*What the task asks:* From the line containing "Find blue sky." down to the last line of the records below, give every line again without any change.
-- Working data follows --
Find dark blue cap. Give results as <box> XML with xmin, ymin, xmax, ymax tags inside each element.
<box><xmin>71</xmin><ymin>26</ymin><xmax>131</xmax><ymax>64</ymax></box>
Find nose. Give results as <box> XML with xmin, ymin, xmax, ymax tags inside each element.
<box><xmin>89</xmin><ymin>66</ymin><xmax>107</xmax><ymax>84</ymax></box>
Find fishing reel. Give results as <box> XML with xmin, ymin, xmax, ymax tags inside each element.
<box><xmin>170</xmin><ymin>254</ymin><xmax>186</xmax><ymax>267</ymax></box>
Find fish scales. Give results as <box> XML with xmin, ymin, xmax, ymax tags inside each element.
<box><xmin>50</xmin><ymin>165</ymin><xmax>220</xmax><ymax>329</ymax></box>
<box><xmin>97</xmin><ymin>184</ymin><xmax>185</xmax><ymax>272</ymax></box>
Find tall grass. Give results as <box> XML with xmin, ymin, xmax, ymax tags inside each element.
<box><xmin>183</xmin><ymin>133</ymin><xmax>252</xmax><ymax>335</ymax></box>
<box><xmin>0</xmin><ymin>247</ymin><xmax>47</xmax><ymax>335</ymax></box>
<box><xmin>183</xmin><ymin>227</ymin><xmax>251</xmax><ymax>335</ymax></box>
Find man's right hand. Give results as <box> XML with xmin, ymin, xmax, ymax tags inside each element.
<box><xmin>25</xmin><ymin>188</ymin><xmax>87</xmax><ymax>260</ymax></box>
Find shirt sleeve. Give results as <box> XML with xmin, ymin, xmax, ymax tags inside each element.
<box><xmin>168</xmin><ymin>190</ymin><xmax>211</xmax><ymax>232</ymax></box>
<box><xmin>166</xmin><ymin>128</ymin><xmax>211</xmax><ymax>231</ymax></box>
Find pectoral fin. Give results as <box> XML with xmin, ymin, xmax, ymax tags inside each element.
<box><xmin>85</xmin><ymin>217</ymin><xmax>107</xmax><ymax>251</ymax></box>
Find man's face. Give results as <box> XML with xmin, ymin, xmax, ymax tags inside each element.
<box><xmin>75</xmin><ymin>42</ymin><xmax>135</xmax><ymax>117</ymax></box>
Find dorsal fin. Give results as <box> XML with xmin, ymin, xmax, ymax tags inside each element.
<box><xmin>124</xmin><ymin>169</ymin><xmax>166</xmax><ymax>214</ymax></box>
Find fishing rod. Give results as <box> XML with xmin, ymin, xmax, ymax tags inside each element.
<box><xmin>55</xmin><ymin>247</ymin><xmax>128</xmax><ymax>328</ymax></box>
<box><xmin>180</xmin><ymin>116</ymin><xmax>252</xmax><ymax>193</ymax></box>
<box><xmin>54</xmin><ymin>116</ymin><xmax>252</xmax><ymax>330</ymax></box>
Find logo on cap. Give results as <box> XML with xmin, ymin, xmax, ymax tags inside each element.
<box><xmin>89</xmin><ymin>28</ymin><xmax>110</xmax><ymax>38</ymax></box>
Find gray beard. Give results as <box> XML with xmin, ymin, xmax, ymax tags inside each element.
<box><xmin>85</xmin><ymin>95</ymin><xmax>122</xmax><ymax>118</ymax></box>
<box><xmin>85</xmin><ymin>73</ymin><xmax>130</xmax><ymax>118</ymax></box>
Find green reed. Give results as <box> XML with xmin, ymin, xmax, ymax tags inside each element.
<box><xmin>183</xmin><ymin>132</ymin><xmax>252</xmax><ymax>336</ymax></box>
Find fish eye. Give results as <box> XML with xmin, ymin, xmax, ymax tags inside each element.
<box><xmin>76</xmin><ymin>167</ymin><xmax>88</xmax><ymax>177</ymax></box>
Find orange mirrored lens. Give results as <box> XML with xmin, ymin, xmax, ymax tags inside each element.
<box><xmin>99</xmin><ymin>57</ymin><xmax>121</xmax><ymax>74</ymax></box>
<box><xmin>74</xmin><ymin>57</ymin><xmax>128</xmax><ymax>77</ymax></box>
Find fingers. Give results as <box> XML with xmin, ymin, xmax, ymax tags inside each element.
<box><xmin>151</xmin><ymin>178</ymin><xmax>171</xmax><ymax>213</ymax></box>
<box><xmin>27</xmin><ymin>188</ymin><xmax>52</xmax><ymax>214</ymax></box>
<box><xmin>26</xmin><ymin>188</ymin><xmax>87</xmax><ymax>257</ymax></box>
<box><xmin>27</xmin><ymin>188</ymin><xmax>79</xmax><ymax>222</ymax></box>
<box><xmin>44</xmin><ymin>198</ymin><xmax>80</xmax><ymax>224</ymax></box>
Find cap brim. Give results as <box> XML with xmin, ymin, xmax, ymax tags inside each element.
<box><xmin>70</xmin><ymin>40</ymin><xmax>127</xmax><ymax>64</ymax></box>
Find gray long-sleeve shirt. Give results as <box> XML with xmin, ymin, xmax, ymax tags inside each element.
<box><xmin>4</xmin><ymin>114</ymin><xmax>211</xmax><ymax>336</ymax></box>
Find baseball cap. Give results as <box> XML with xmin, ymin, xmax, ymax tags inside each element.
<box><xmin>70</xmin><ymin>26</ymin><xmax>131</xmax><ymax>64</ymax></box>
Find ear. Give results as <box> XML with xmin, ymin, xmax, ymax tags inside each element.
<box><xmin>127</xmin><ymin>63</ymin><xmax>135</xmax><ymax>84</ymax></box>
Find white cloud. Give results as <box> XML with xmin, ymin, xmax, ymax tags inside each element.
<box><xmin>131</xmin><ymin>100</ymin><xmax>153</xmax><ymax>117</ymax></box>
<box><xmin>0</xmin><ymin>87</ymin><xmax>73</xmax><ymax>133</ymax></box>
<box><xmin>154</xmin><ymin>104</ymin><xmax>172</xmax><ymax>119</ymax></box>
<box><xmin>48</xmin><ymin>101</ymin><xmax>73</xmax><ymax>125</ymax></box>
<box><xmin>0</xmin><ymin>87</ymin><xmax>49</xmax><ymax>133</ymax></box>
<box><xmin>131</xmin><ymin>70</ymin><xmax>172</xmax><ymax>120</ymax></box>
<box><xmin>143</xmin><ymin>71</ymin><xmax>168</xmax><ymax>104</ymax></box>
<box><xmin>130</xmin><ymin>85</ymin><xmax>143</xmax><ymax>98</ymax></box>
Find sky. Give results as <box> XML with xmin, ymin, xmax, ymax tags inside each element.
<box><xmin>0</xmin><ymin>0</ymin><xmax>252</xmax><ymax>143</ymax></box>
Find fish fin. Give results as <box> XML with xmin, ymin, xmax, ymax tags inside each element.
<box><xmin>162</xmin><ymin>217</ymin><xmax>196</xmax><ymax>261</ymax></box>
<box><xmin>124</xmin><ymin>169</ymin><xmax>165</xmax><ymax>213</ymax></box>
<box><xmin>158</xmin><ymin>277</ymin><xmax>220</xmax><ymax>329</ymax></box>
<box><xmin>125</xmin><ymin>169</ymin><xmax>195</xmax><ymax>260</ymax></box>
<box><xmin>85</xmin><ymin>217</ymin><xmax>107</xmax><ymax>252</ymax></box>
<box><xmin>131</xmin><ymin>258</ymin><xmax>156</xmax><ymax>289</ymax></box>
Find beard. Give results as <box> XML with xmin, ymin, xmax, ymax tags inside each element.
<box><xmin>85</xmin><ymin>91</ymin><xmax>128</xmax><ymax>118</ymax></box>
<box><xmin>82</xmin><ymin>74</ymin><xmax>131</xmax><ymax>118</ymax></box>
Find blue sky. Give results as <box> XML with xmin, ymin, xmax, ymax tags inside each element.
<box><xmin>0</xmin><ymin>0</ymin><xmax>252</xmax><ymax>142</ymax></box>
-- Working data concluded --
*Answer box:*
Find blue sky. Give results as <box> XML with xmin, ymin, xmax, ymax tags inside each element.
<box><xmin>0</xmin><ymin>0</ymin><xmax>252</xmax><ymax>142</ymax></box>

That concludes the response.